Some records:
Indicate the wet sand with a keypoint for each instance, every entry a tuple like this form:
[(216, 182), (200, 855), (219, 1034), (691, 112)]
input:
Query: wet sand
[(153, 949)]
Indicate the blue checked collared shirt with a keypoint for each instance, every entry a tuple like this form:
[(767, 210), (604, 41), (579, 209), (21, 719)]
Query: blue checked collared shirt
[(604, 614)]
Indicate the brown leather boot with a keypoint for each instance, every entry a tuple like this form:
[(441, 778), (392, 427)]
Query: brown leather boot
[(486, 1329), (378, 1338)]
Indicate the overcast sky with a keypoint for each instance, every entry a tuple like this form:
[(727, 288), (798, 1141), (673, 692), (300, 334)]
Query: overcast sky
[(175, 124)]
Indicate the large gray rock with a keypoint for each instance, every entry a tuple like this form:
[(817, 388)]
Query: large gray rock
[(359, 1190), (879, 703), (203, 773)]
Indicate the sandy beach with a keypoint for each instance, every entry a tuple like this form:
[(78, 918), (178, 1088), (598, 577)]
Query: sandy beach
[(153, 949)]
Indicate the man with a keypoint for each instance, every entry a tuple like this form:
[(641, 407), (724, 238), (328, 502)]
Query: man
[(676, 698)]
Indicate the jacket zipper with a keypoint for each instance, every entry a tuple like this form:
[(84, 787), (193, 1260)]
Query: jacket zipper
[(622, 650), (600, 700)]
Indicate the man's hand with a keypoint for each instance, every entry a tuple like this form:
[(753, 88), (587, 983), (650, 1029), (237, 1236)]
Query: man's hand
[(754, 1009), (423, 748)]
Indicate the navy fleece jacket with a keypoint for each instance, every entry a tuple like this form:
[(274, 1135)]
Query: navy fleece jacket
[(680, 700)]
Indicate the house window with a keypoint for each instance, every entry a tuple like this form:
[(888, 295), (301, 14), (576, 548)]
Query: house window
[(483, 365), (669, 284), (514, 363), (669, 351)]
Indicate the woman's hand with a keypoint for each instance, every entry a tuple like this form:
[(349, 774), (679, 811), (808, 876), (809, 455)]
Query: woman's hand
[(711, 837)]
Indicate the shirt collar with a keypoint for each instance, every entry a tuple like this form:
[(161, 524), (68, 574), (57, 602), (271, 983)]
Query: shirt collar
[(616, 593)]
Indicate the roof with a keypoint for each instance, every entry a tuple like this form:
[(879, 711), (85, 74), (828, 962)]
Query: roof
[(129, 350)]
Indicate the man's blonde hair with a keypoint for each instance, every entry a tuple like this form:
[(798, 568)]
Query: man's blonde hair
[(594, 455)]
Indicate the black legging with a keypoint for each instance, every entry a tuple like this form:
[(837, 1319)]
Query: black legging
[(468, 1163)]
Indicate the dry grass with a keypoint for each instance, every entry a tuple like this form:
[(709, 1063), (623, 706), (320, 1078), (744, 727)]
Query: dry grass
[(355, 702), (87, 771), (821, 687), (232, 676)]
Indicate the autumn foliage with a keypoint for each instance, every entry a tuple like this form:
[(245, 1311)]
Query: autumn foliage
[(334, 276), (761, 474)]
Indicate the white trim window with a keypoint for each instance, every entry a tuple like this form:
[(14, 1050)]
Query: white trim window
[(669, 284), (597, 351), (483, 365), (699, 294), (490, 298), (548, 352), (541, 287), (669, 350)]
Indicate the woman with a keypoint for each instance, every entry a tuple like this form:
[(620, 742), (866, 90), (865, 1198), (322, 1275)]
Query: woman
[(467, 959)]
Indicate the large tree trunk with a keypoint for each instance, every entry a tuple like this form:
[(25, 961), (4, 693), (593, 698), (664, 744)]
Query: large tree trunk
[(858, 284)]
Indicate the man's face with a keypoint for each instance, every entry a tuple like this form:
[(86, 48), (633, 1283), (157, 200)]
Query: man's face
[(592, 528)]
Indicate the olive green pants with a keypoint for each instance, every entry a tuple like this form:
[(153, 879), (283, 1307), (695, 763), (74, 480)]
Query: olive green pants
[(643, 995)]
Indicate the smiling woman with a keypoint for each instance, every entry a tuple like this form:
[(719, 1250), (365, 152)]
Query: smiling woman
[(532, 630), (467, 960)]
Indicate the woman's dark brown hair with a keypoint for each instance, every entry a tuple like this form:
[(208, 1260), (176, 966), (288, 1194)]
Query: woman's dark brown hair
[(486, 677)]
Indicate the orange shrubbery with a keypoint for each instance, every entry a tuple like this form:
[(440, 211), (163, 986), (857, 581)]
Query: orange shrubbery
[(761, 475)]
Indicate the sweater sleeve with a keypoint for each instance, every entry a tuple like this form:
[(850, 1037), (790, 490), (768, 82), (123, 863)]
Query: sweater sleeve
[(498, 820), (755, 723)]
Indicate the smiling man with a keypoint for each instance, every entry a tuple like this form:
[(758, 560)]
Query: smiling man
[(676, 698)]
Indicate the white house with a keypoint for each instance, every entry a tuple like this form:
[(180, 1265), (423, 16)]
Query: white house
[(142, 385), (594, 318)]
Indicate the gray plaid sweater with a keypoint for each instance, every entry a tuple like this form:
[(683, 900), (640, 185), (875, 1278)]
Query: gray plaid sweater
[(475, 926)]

Prompt:
Rewrite all the data above, replacing every "keypoint" with "marker" and keeping everything else the same.

Result for this task:
Indicate the wet sand with a marker for each instance, every entry a tuple like this form:
[(216, 182), (200, 855), (219, 1034), (691, 112)]
input:
Query: wet sand
[(153, 949)]
Indicate the blue checked collared shirt with a marker for each instance, every entry a tuple like this form:
[(767, 210), (604, 41), (579, 209), (21, 719)]
Query: blue checked collared shirt
[(604, 614)]
Indicate the brown leather boot with a marker for each instance, every entry a tuple like this form:
[(441, 778), (392, 427)]
Query: brown leather boot
[(486, 1329), (378, 1338)]
Indicate the overcast sky with a marker for each instance, every entry a tuple like this form:
[(727, 288), (798, 1141), (673, 692), (300, 334)]
Query: overcast sky
[(175, 124)]
Indicate the large gray rock with a marker for each instance, every entry a tuple like this form:
[(817, 388)]
Query: large gray rock
[(359, 1190), (879, 703), (203, 773)]
Indicate the sandy beach with a marker for each instance, every entry a tuple like this form:
[(78, 918), (178, 1088), (598, 577)]
Query: sandy beach
[(153, 949)]
Indicate the man with a marker for each instance, every entry a tuple like this form:
[(641, 407), (724, 238), (328, 502)]
Query: man
[(676, 698)]
Indicate the jacket zipper with a marker for each instance, every entry a tuple like this form:
[(84, 787), (193, 1260)]
Query: jacket zipper
[(622, 650), (600, 700)]
Indicate the man's hand with a marker for each instance, every entry a tuple like this form:
[(753, 88), (587, 983), (650, 1029), (237, 1236)]
Query: man's hand
[(754, 1009), (423, 748)]
Indicate the navy fleece jacket with a marker for each instance, every entry a tuple like this form:
[(274, 1135)]
Query: navy fleece jacket
[(680, 700)]
Indicate the house window with a marker for each instance, every entry a tuple like this form:
[(888, 295), (301, 14), (576, 548)]
Query: house window
[(483, 365), (669, 284), (514, 363), (669, 351)]
Indicate the woman's hand with a marker for each instance, every entry a tuple like this form:
[(349, 774), (679, 811), (808, 876), (809, 455)]
Query: woman's hand
[(711, 837)]
Indicate the shirt collar with a marker for each instance, every entry a tuple like this form:
[(161, 524), (68, 574), (57, 602), (271, 983)]
Query: shirt collar
[(616, 593)]
Indicate the roof with a marker for each instance, every entry a tuple like this form:
[(879, 711), (85, 74), (828, 962)]
Query: roof
[(129, 350)]
Indicate the man's blonde hair with a marker for each instance, every entry a tuple like this form:
[(798, 568)]
Query: man's blonde hair
[(594, 455)]
Indicate the black legging with a marker for each instance, every entry a tuple like this form:
[(837, 1319)]
Query: black legging
[(468, 1163)]
Indicate the dry grass with a marker for each instance, every entry a tuple like this form:
[(709, 1063), (623, 706), (320, 1078), (744, 727)]
Query: dry grass
[(355, 702), (87, 771), (821, 687), (232, 676)]
Indicate the autumn foliage with a marker for each instance, every entry a tuple like this form:
[(245, 1311)]
Query: autumn foliage
[(334, 276), (761, 474)]
Indicate the white trim window with a marker for each instance, every entry a tuple like this form:
[(14, 1050)]
Query: white trim window
[(669, 284), (597, 351), (483, 365), (699, 294), (490, 298), (548, 352), (541, 287), (669, 350)]
Indicate the woman with a marker for each instance, every entry a tuple like this form:
[(620, 742), (866, 90), (865, 1198), (322, 1275)]
Query: woman
[(467, 959)]
Indicate the large tree trunk with a marker for each instance, every entry a tuple like this form:
[(25, 961), (4, 693), (593, 698), (664, 744)]
Query: large tree trunk
[(858, 284)]
Indicate the man's face with a marker for each instance, every entry a tuple like this form:
[(86, 48), (633, 1283), (157, 200)]
Query: man's face
[(592, 528)]
Indicate the olive green pants with a marker for each instance, every entry a tuple like this form:
[(153, 879), (283, 1307), (695, 763), (74, 480)]
Query: olive green pants
[(643, 995)]
Indicate the smiling woman with a marker for each instance, every entry a tuple like this form:
[(719, 1250), (365, 152)]
Query: smiling woman
[(532, 630), (467, 960)]
Indicate the woman's dark brown hair with a marker for each instance, every entry a tuple like this form:
[(208, 1260), (176, 966), (288, 1194)]
Query: woman's dark brown hair
[(486, 677)]
Indicate the orange shrubbery with a marker for each instance, every entry a tuple like this form:
[(440, 211), (163, 986), (857, 581)]
Query: orange shrubbery
[(761, 475)]
Indicate the sweater sleeve with a marker for each instance, every entry a tuple like this form:
[(850, 1037), (790, 490), (768, 82), (123, 863)]
Query: sweater sleeve
[(498, 820), (755, 723)]
Indicate the smiling man with a marker for each instance, every entry a tuple like this form:
[(758, 560)]
Query: smiling man
[(676, 698)]
Indicate the white house with a marker for each instance, every entry a tuple like this form:
[(180, 1265), (423, 16)]
Query: white house
[(142, 385), (594, 318)]
Indicate the gray plaid sweater with a marker for each instance, every entry a tuple like this form:
[(683, 900), (640, 185), (875, 1278)]
Query: gray plaid sweater
[(475, 926)]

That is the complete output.